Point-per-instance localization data

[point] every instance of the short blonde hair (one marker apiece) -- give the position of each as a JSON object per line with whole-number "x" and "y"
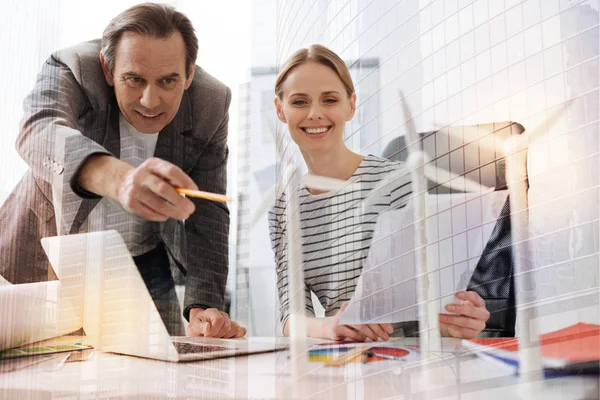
{"x": 319, "y": 54}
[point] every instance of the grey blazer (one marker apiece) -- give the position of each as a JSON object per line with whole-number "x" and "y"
{"x": 71, "y": 114}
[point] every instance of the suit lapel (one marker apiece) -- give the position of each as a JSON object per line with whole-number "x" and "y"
{"x": 175, "y": 143}
{"x": 106, "y": 132}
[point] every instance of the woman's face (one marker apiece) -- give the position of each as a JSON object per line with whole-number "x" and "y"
{"x": 315, "y": 106}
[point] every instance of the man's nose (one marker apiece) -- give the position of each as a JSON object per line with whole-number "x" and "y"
{"x": 315, "y": 112}
{"x": 150, "y": 98}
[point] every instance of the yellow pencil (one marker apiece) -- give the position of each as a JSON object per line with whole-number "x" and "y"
{"x": 204, "y": 195}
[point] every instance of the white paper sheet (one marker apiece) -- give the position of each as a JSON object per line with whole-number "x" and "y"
{"x": 458, "y": 227}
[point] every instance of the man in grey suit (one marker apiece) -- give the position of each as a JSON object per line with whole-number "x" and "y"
{"x": 110, "y": 130}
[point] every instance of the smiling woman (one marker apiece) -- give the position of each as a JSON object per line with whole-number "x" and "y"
{"x": 315, "y": 97}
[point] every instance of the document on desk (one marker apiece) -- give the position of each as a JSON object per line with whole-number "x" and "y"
{"x": 458, "y": 226}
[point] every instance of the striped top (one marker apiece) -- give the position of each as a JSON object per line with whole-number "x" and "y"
{"x": 337, "y": 229}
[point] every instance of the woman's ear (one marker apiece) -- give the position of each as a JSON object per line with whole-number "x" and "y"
{"x": 279, "y": 109}
{"x": 352, "y": 107}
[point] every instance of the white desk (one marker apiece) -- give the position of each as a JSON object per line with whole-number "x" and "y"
{"x": 266, "y": 376}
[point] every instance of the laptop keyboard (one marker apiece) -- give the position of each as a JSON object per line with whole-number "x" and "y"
{"x": 191, "y": 348}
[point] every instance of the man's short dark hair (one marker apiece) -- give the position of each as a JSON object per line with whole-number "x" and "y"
{"x": 150, "y": 19}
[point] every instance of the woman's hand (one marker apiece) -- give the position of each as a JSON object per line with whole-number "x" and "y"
{"x": 470, "y": 319}
{"x": 331, "y": 329}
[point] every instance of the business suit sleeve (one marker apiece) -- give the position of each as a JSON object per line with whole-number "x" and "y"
{"x": 53, "y": 114}
{"x": 207, "y": 229}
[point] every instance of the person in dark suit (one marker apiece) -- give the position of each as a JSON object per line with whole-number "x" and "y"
{"x": 110, "y": 130}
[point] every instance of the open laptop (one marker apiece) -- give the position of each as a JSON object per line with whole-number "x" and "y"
{"x": 118, "y": 314}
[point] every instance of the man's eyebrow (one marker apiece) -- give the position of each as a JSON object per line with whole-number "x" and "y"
{"x": 129, "y": 74}
{"x": 171, "y": 75}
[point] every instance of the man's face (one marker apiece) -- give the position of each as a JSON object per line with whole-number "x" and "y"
{"x": 149, "y": 78}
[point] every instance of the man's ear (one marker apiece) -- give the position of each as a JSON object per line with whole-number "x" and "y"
{"x": 279, "y": 109}
{"x": 190, "y": 78}
{"x": 352, "y": 107}
{"x": 107, "y": 73}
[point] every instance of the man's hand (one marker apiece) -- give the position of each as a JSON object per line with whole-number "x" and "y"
{"x": 334, "y": 331}
{"x": 470, "y": 319}
{"x": 213, "y": 323}
{"x": 147, "y": 191}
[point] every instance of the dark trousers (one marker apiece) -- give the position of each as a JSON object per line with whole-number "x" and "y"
{"x": 155, "y": 269}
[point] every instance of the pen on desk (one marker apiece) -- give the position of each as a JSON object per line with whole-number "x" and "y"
{"x": 370, "y": 354}
{"x": 204, "y": 195}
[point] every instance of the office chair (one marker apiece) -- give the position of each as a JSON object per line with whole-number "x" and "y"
{"x": 493, "y": 276}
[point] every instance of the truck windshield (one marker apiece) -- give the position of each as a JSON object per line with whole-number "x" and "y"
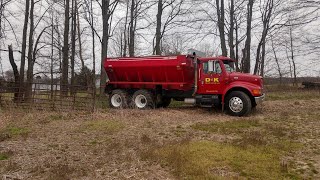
{"x": 230, "y": 66}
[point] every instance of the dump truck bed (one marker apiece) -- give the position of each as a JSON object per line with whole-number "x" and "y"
{"x": 170, "y": 72}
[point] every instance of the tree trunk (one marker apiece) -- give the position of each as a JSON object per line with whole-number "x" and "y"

Task prompt: A word-for-word copy of the records is needed, with no pictures carried over.

Answer space:
[point] every instance of the short blonde hair (one marker apiece) -- give the position of each as a JSON object per line with whole-number "x" and "y"
{"x": 319, "y": 54}
[point] every instance of the grey blazer (one marker apiece) -- give the position of each as a JSON object per line with whole-number "x" and "y"
{"x": 71, "y": 114}
[point] every instance of the suit lapel (one marker apiece) -- give the position of each as a JSON object per line with whole-number "x" and "y"
{"x": 175, "y": 143}
{"x": 106, "y": 132}
[point] every instance of the woman's face (one marker apiece) -- give the position of each as a JSON object per line with whole-number "x" and "y"
{"x": 315, "y": 106}
[point] every instance of the man's nose (one marker apiece) -- give the position of each as a JSON object per line with whole-number "x" and "y"
{"x": 315, "y": 112}
{"x": 150, "y": 98}
[point] every instance of the yellow pencil (one marker apiece) -- give the position of each as a JSON object per line with whole-number "x" and "y"
{"x": 204, "y": 195}
[point] every instance of the white paper sheet (one marker apiece) -- give the position of each as a JSON object per line with whole-number "x" and "y"
{"x": 458, "y": 227}
[point] every instance of the man in grey suit (one marker apiece) -- give the position of each as a JSON object per line with whole-number "x" and "y"
{"x": 110, "y": 130}
[point] every instance of the smiling woman (one marker apiece) -- give the position of each as a JSON object per line with whole-number "x" and "y"
{"x": 315, "y": 97}
[point] every instance of the document on desk (one marker apiece) -- give the position of each as a JSON object per line with whole-number "x" and "y"
{"x": 458, "y": 226}
[point] every instance of the striped top (one marker apiece) -- give the position of each as a JSON object per line with whole-number "x" and "y"
{"x": 337, "y": 229}
[point] every instance of the woman's ear (one marker apiece) -- give the position of each as a JSON object per line with whole-number "x" and "y"
{"x": 279, "y": 109}
{"x": 352, "y": 107}
[point] every instance of the white desk (one marker apiece) -- give the position of each as a JSON object per line with whole-number "x" and "y"
{"x": 266, "y": 376}
[point] every instance of the laptop keyboard (one marker apiece) -- give the position of each as a JSON object per line with whole-number "x" and "y"
{"x": 191, "y": 348}
[point] every instance of the man's short dark hair (one marker apiece) -- give the position of each as a JSON object per line with whole-number "x" and "y"
{"x": 150, "y": 19}
[point] every instance of the woman's hand (one marker apiece) -- give the position of each as a JSON object per line with whole-number "x" and "y"
{"x": 470, "y": 319}
{"x": 331, "y": 329}
[point] every instance of the business suit sleeve (one marker apiece) -- give the position of each as a JSON object per line with whole-number "x" and "y"
{"x": 53, "y": 114}
{"x": 207, "y": 229}
[point] every instance of the person in dark suit (one marker apiece) -- give the position of each as a JSON object per line with whole-number "x" and "y"
{"x": 110, "y": 130}
[point] every instance of the open laptop (one marker apiece) -- give the position of each as a JSON object per line with whole-number "x" and "y"
{"x": 118, "y": 314}
[point] every instance of the man's eyebrow (one marker apiece) -- give the position of each as a JSON object per line with whole-number "x" and "y"
{"x": 129, "y": 74}
{"x": 171, "y": 75}
[point] every instance of the man's face (one marker apiece) -- give the position of each as a JSON object per line with whole-number "x" and "y"
{"x": 149, "y": 78}
[point] every instance of the man's ear (one marker apiece) -- give the position of each as a JSON object per line with whole-number "x" and "y"
{"x": 279, "y": 109}
{"x": 190, "y": 78}
{"x": 352, "y": 107}
{"x": 107, "y": 73}
[point] every instance of the man's hand (one marker apiece) -- give the position of each as a JSON object per line with whole-number "x" and "y"
{"x": 334, "y": 331}
{"x": 470, "y": 319}
{"x": 213, "y": 323}
{"x": 147, "y": 191}
[point] every instance of the dark trousers (one marker apiece) -- give the position of each as a JSON object per line with whole-number "x" and "y"
{"x": 155, "y": 269}
[point] every instance of the pen on desk (one marker apiece) -- give the position of each as a JSON object per line with whole-number "x" and "y"
{"x": 370, "y": 354}
{"x": 204, "y": 195}
[point] every instance of the office chair (one marker apiece) -- give the position of each as a JSON object per line with whole-number "x" and "y"
{"x": 493, "y": 276}
[point] every instance of the truck windshield (one marker apiece) -- give the position of each as a JSON object per line with whole-number "x" and "y"
{"x": 230, "y": 66}
[point] every instance of the dump truck bed (one marker apiece) -- give the position of each as a JSON object per line with whole-number "x" and "y"
{"x": 170, "y": 72}
[point] every instance of the tree trunk (one marker apiece) -- give the position of each as a JSON object per line with whole-number "x" and "y"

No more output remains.